━━━━━ Surowe dane ━━━━━

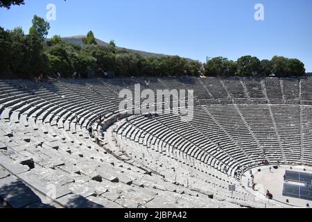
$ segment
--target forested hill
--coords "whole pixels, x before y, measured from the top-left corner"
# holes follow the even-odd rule
[[[84,45],[83,42],[83,37],[85,37],[85,35],[75,35],[75,36],[69,36],[69,37],[62,37],[62,40],[65,42],[69,42],[69,43],[79,45],[80,46],[83,46],[83,45]],[[96,41],[98,43],[98,45],[99,45],[99,46],[107,46],[108,45],[108,43],[103,42],[101,40],[96,39]],[[150,52],[147,52],[147,51],[130,49],[122,48],[122,47],[117,47],[117,48],[120,49],[130,51],[132,53],[137,53],[137,54],[139,54],[144,58],[164,58],[164,57],[170,56],[165,55],[165,54],[153,53],[150,53]],[[191,59],[189,59],[189,58],[187,58],[187,60],[192,60]]]

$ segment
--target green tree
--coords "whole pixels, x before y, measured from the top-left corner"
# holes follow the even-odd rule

━━━━━

## Polecenie
Wpisz wszystkie powyższe wiersze do numerowanej listy, pomijając puste wiersze. Obrazów nie umieszczaj w odpowiedzi.

## Rozwiązanie poniżej
1. $ segment
2. --target forested hill
3. --coords "whole pixels, x before y, measured from the top-left corner"
4. # holes follow the even-odd rule
5. [[[84,45],[83,42],[83,37],[85,37],[85,35],[75,35],[75,36],[69,36],[69,37],[62,37],[62,40],[65,42],[69,42],[69,43],[79,45],[80,46],[83,46],[83,45]],[[96,41],[98,43],[98,45],[99,45],[99,46],[107,46],[108,45],[108,43],[103,42],[101,40],[96,39]],[[150,52],[147,52],[147,51],[130,49],[122,48],[122,47],[117,47],[117,48],[120,49],[130,51],[132,53],[137,53],[137,54],[139,54],[144,58],[164,58],[164,57],[170,56],[165,55],[165,54],[153,53],[150,53]],[[191,59],[189,59],[189,58],[187,58],[187,60],[192,60]]]
6. $ segment
7. --target green tree
8. --coords "whole pixels, x before y, measured from the top-left corner"
9. # holes follow the even-odd rule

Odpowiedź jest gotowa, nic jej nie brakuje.